• _TASK GOAL_:
The material is to be repeated exactly, from first line to last.

##### MATERIALS PROVIDED

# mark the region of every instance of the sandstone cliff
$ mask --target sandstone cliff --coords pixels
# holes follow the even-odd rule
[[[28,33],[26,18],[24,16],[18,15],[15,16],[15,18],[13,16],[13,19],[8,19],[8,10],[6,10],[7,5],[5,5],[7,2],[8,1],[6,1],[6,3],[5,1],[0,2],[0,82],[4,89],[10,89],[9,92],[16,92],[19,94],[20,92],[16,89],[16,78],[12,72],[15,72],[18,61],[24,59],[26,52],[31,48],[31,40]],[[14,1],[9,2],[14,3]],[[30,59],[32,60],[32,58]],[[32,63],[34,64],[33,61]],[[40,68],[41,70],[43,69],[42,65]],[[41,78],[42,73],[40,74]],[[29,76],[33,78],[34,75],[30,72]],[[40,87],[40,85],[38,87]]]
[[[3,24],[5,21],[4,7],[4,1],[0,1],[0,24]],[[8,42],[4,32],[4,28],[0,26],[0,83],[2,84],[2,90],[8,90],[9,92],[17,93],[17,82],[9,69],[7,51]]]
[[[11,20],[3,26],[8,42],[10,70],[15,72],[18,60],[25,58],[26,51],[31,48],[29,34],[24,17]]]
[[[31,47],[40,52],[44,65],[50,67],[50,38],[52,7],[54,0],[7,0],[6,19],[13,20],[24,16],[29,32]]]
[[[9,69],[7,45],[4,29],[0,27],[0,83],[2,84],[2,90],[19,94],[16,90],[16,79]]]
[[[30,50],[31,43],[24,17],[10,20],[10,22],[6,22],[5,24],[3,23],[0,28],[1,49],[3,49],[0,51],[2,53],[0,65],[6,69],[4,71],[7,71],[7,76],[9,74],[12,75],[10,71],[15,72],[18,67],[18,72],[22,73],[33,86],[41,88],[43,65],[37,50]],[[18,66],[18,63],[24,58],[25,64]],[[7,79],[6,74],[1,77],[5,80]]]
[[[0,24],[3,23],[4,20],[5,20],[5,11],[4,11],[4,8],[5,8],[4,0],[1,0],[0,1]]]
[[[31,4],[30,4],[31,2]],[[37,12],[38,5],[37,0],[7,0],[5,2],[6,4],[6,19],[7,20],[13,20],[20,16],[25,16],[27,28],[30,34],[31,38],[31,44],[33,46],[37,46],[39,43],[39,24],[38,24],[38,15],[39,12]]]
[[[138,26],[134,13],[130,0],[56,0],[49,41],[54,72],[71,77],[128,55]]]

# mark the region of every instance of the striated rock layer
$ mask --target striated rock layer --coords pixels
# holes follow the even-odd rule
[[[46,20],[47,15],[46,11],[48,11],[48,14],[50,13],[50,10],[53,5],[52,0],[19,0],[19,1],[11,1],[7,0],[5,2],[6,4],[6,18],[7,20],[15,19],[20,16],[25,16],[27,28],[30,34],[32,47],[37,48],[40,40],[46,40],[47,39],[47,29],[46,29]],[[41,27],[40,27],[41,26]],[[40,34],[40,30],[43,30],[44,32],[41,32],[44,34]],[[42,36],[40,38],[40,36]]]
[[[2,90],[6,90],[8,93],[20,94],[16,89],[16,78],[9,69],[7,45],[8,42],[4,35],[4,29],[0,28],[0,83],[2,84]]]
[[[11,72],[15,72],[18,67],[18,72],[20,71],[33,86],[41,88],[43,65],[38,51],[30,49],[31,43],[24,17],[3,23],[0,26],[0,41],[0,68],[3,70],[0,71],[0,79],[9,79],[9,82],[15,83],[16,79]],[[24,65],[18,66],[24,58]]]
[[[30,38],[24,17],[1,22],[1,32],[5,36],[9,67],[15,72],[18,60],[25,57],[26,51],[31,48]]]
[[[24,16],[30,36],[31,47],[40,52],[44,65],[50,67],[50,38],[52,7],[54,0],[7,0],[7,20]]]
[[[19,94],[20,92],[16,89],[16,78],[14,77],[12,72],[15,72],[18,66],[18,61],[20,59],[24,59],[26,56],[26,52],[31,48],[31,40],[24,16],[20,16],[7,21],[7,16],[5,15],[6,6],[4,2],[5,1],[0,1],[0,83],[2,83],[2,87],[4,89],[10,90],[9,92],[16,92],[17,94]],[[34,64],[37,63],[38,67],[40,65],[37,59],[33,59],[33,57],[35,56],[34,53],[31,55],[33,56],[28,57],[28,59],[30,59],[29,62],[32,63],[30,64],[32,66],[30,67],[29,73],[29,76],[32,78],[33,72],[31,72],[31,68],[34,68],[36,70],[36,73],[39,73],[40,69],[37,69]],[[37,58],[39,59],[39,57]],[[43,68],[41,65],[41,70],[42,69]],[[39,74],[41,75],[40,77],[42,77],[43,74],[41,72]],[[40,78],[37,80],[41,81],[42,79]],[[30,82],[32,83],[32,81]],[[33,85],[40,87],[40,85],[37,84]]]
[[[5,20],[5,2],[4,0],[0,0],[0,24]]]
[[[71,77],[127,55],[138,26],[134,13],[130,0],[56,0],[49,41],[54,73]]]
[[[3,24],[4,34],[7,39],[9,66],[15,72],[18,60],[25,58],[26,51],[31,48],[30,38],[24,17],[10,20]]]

##########

• _RESULT FOR THIS TASK_:
# mark the region of every instance of the sandstone cliff
$ mask --target sandstone cliff --coords pixels
# holes follow the even-odd rule
[[[28,33],[26,18],[24,16],[18,15],[15,16],[15,18],[13,16],[13,19],[8,19],[8,10],[6,10],[7,5],[5,5],[7,2],[8,1],[6,1],[6,3],[5,1],[0,2],[0,82],[4,89],[10,89],[9,92],[16,92],[19,94],[20,92],[16,89],[16,78],[12,72],[15,72],[18,61],[24,59],[26,52],[31,48],[31,40]],[[14,1],[9,2],[14,3]],[[30,59],[32,60],[32,58]],[[32,63],[34,64],[33,61]],[[40,68],[41,70],[43,69],[42,65]],[[41,78],[42,73],[40,74]],[[29,76],[33,78],[34,75],[30,72]],[[40,87],[40,85],[38,87]]]
[[[3,24],[5,21],[4,7],[4,1],[0,1],[0,24]],[[8,42],[4,32],[4,28],[0,26],[0,83],[2,84],[2,90],[8,90],[9,92],[17,93],[17,82],[9,69],[7,51]]]
[[[11,20],[3,26],[8,42],[10,70],[15,72],[18,60],[25,58],[26,51],[31,48],[29,34],[24,17]]]
[[[31,47],[40,52],[44,65],[50,67],[50,38],[52,7],[54,0],[7,0],[6,19],[13,20],[24,16],[29,32]]]
[[[9,69],[7,45],[4,29],[0,27],[0,83],[2,84],[2,90],[19,94],[16,90],[16,79]]]
[[[30,50],[31,43],[24,17],[10,20],[10,22],[6,22],[5,24],[3,23],[0,28],[1,49],[3,49],[0,51],[2,53],[0,65],[6,69],[4,71],[7,71],[7,76],[9,74],[12,75],[10,71],[15,72],[18,67],[18,72],[22,73],[33,86],[41,88],[43,65],[37,50]],[[18,66],[18,63],[24,58],[25,64]],[[7,79],[6,74],[1,77],[5,80]]]
[[[0,24],[3,23],[4,20],[5,20],[5,11],[4,11],[4,8],[5,8],[4,0],[1,0],[0,1]]]
[[[31,4],[30,4],[31,2]],[[37,12],[38,5],[37,0],[7,0],[5,2],[6,4],[6,19],[7,20],[13,20],[20,16],[25,16],[27,28],[30,34],[31,38],[31,44],[33,46],[37,46],[39,43],[39,24],[38,24],[38,15],[39,12]]]
[[[138,26],[134,13],[130,0],[56,0],[49,41],[54,72],[71,77],[128,55]]]

# mark the region of every instance of the striated rock layer
$ mask --target striated rock layer --coords pixels
# holes follow the even-odd rule
[[[46,20],[47,15],[46,11],[48,11],[48,14],[50,13],[50,10],[53,5],[52,0],[19,0],[19,1],[11,1],[7,0],[5,2],[6,4],[6,18],[7,20],[15,19],[20,16],[25,16],[27,28],[30,34],[32,47],[37,48],[40,40],[46,40],[47,39],[47,29],[46,29]],[[41,27],[40,27],[41,26]],[[40,34],[40,30],[43,30],[44,32],[41,32],[44,34]],[[42,36],[40,38],[40,36]]]
[[[2,90],[6,90],[8,93],[20,94],[16,89],[16,78],[9,69],[7,45],[8,42],[4,35],[4,29],[0,28],[0,83],[2,84]]]
[[[11,72],[15,72],[18,67],[18,72],[20,71],[33,86],[41,88],[43,65],[38,51],[30,49],[31,43],[24,17],[3,23],[0,26],[0,41],[0,68],[3,70],[0,71],[0,79],[9,79],[9,82],[15,83],[16,79]],[[24,65],[18,66],[24,58]]]
[[[30,38],[24,17],[1,22],[1,32],[5,36],[9,67],[15,72],[18,60],[25,57],[26,51],[31,48]]]
[[[24,16],[30,36],[31,47],[40,52],[44,65],[50,67],[50,38],[52,7],[54,0],[7,0],[7,20]]]
[[[19,94],[20,92],[16,89],[16,78],[14,77],[12,72],[15,72],[18,66],[18,61],[20,59],[24,59],[26,56],[26,52],[31,48],[31,40],[24,16],[20,16],[7,21],[7,16],[5,15],[6,6],[4,2],[5,1],[0,1],[0,83],[2,83],[2,87],[4,89],[10,90],[9,92],[16,92],[17,94]],[[34,64],[37,63],[38,67],[40,65],[37,59],[33,59],[33,57],[35,56],[34,53],[31,55],[33,56],[28,57],[28,59],[30,59],[29,62],[32,63],[30,64],[32,66],[30,67],[29,73],[29,76],[32,78],[33,72],[31,72],[31,68],[34,68],[36,70],[36,73],[39,73],[40,69],[37,69]],[[37,58],[39,59],[39,57]],[[43,68],[41,65],[41,70],[42,69]],[[39,74],[41,75],[40,77],[42,77],[43,74],[41,72]],[[40,78],[37,80],[41,81],[42,79]],[[30,82],[32,83],[32,81]],[[33,85],[40,87],[40,85],[37,84]]]
[[[5,20],[5,2],[4,0],[0,0],[0,24]]]
[[[71,77],[127,55],[138,26],[134,13],[130,0],[56,0],[49,41],[54,73]]]
[[[3,24],[4,34],[7,39],[9,66],[15,72],[18,60],[25,58],[26,51],[31,48],[30,38],[24,17],[10,20]]]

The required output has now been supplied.